* _Raw records_:
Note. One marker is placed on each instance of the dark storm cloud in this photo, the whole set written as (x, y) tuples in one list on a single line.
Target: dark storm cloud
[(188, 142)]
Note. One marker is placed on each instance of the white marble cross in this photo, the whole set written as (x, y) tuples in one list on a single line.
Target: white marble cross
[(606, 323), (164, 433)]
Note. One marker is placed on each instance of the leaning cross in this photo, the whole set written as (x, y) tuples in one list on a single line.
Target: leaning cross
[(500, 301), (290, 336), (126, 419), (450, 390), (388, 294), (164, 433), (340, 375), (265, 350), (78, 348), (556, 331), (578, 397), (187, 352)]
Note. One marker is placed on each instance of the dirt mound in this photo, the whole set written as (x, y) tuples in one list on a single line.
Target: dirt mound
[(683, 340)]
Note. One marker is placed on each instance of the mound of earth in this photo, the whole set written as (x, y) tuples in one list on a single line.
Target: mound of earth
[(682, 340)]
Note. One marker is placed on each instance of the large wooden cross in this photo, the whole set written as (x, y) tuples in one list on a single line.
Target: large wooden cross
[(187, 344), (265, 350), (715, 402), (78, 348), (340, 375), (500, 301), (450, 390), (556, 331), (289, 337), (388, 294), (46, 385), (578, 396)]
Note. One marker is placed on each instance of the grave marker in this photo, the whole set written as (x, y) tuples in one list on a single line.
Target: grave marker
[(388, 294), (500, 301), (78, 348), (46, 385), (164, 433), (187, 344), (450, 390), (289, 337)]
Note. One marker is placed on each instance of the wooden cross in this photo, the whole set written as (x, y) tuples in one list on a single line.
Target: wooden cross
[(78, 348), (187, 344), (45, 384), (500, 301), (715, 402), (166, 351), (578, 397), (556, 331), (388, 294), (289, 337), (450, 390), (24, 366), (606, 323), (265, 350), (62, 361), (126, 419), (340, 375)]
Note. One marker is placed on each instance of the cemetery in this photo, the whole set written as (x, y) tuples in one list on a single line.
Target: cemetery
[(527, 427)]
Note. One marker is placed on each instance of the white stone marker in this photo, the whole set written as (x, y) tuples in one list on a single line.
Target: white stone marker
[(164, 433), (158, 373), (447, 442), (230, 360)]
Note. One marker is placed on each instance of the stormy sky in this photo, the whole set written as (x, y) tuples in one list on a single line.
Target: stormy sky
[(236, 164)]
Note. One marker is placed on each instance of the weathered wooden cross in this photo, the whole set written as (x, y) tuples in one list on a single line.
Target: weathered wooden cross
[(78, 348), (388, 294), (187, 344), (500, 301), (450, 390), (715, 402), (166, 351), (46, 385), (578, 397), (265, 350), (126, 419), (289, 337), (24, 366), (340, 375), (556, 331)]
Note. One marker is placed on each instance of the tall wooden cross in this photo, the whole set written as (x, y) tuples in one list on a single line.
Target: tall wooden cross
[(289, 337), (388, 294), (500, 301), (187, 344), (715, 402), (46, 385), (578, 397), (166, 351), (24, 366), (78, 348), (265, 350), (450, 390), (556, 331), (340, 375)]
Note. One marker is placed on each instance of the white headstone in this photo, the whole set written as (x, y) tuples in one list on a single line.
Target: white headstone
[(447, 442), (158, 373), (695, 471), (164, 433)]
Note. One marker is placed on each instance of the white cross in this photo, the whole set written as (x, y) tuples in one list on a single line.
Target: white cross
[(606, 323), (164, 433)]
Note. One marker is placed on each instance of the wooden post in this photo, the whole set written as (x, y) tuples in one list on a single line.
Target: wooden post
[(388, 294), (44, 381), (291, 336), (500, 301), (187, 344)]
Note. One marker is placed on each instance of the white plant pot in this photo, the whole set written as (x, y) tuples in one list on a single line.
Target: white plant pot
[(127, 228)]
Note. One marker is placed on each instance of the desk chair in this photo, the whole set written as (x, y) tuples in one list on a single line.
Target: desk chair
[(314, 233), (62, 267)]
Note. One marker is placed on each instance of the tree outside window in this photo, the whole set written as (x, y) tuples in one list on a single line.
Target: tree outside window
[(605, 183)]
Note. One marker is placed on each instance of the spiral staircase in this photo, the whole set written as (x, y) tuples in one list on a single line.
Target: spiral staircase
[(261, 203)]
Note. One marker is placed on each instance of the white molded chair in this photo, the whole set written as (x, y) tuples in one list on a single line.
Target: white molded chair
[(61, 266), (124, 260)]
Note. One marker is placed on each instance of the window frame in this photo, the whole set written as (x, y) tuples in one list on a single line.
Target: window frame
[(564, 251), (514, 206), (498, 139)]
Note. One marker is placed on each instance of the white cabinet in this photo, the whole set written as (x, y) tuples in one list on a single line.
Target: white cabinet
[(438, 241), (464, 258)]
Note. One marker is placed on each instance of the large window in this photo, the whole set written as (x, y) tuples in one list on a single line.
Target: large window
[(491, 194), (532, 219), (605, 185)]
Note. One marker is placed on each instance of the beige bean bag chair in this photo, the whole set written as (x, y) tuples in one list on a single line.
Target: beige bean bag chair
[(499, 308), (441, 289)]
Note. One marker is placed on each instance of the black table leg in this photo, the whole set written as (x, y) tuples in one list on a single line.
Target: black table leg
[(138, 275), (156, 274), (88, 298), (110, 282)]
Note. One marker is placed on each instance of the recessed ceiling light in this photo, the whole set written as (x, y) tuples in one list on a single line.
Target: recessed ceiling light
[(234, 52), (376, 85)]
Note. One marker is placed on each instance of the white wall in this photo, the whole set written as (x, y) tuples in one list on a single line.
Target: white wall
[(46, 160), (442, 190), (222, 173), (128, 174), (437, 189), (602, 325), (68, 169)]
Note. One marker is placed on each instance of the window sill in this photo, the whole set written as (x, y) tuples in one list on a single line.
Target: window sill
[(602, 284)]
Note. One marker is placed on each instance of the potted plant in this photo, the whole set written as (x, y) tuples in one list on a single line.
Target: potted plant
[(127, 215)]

* _Challenge_: Repeat the entries above exactly, leaving nothing out.

* _Response to this task_:
Note. One marker is placed on each instance of the dark storm cloud in this photo, the whole set written as (x, y) tuples in one list on a single line.
Target: dark storm cloud
[(188, 142)]
Note. One marker is placed on each instance of the white marble cross in this photo, the whole set written as (x, y) tuples in one list on a single line.
Target: white marble cross
[(606, 323), (164, 433)]
Note. One marker is placed on each instance of the leaning cross in this photo, the whole set written as (x, y) tuples in one list on a single line.
Target: leaning cross
[(500, 301), (290, 336), (126, 419), (450, 390), (388, 294), (164, 433), (340, 375), (265, 350), (78, 348), (556, 331), (578, 397), (187, 352)]
Note. One marker is placed on each instance of the dirt mound in this photo, the whole set written as (x, y) tuples in one list on a single line.
Target: dirt mound
[(683, 340)]
Note. One marker is placed on each instance of the mound of earth in this photo, the whole set written as (x, y) tuples in one list on a single line.
Target: mound of earth
[(682, 340)]
Note. One marker is placed on each instance of the large wooden cross in this photo, the whole set written as (x, y) tuples in one list on a single line.
Target: large wooden cross
[(187, 344), (265, 350), (715, 402), (78, 348), (340, 375), (500, 301), (450, 390), (556, 331), (289, 337), (388, 294), (46, 385), (578, 396)]
Note. One marker is placed on each instance of the grave marker in this photo, the whole set written as (x, y) tuples in one list on a single line.
Target: grave marker
[(388, 294), (500, 301), (78, 348), (46, 385), (164, 433), (187, 344), (450, 390), (289, 337)]
Note. One marker is placed on each instance of the wooden cross in this photo, the whole set written as (x, y) tuples in one list on a single line.
Target: wooden cross
[(78, 348), (187, 344), (45, 384), (500, 301), (715, 402), (166, 351), (578, 397), (556, 331), (388, 294), (289, 337), (450, 390), (24, 366), (606, 323), (265, 350), (62, 361), (126, 419), (340, 375)]
Note. One marker is placed on each instance of the cemetery in this photo, the whole set written as (x, y) tuples in one list on a single line.
Target: cemetery
[(527, 427)]
Note. One marker is placed on each instance of the white stone marker in this photo, the whole set written as (x, y) tuples in one list on a single line.
Target: white stone marker
[(164, 433), (158, 373), (447, 442), (230, 360)]
Note. One marker is placed on each instance of the stormy sky in this photo, the whole set written as (x, y) tuples in one list on a single line.
Target: stormy sky
[(236, 164)]
Note. One marker is placed on each instance of the weathered wooden cross in this photo, the whole set written as (x, y) tuples in one list on a single line.
Target: weathered wooden cross
[(78, 348), (388, 294), (187, 344), (500, 301), (450, 390), (715, 402), (166, 351), (46, 385), (578, 397), (265, 350), (126, 419), (289, 337), (24, 366), (340, 375), (556, 331)]
Note. One marker is placed on each instance of the tall wooden cross in this photo, the whole set written as (x, y) tuples in one list on a single line.
Target: tall wooden cross
[(289, 337), (388, 294), (500, 301), (187, 344), (715, 402), (46, 385), (578, 397), (166, 351), (24, 366), (78, 348), (265, 350), (450, 390), (556, 331), (340, 375)]
Note. One marker is placed on each instance of the white headstone in this photo, the whole set written as (x, y) tuples in one list on a single line.
Target: white headstone
[(447, 442), (158, 373), (695, 471), (164, 433)]
Note. One marker is placed on each instance of the white cross in this photo, the whole set written as (x, y) tuples in one list on a single line.
Target: white cross
[(606, 323), (164, 433)]
Note. One marker is placed on each instance of the wooden post in this photo, the whole set written as (x, y) tuples in one list on a single line.
Target: wooden post
[(388, 294), (44, 381), (291, 336), (500, 301), (187, 344)]
Note. One marker is placed on each instance of the white plant pot in this photo, the whole set written as (x, y) tuples in one list on a single line.
Target: white plant pot
[(127, 228)]
Note. One marker is placed on each instance of the desk chair in this photo, the whole set written as (x, y) tuples in one list on a single line.
Target: desk chair
[(314, 233), (62, 267)]
Note. One marker is placed on each instance of the tree outside window in this photo, the whole set written as (x, y) tuples in one list on a single line.
Target: tree outside window
[(605, 183)]
Note. One marker is placed on each instance of the spiral staircase in this photo, the whole set written as (x, y) tuples in one list on a single line.
Target: spiral staircase
[(261, 203)]
Note. One marker is placed on each instance of the white molded chair in this photo, the whole set written as (x, y) tuples in one list on a single line.
Target: white molded chair
[(61, 266), (124, 260)]
Note. One marker is placed on each instance of the window frame in this photo, the whole set written as (x, y) tuples in one list on a single line.
Target: window frame
[(564, 251), (514, 206), (498, 139)]
Note. One marker is placed on each instance of the white cabinet in this photo, the whole set written as (x, y) tuples in one list on a single line.
Target: white cabinet
[(438, 241), (464, 258)]
Note. One marker is placed on each instance of the large window in this photo, the whole set written as (x, y) tuples in one list on a single line.
Target: large window
[(491, 194), (532, 219), (605, 185)]
Note. One marker is placed on each instance of the beige bean bag chair in this photo, the whole set written as (x, y) tuples in one list on a single line.
Target: beige bean bag chair
[(499, 308), (441, 289)]
Note. One marker is placed on each instance of the black table leg in this photo, the whole set written as (x, y) tuples in one list on a single line.
Target: black table leg
[(138, 275), (156, 274), (88, 298), (110, 282)]
Note. One marker is placed on each instance of the recessed ceiling light in this photo, the whole set written as (x, y) tuples in one list on a single line.
Target: recessed ceiling light
[(234, 52), (376, 85)]
Note. One marker is placed on each instance of the white wall in this photo, the whole set written as (x, y) tuples in one list on a single line.
Target: white wall
[(46, 160), (442, 190), (222, 173), (128, 174), (437, 189), (602, 325), (68, 169)]
Note. One marker is placed on each instance of the window sill in this photo, the whole set written as (x, y) tuples in one list on a single line.
Target: window sill
[(602, 284)]
Note. One marker is placed on each instance of the potted plant in this photo, the whole set written as (x, y) tuples in one list on a single line.
Target: potted plant
[(127, 215)]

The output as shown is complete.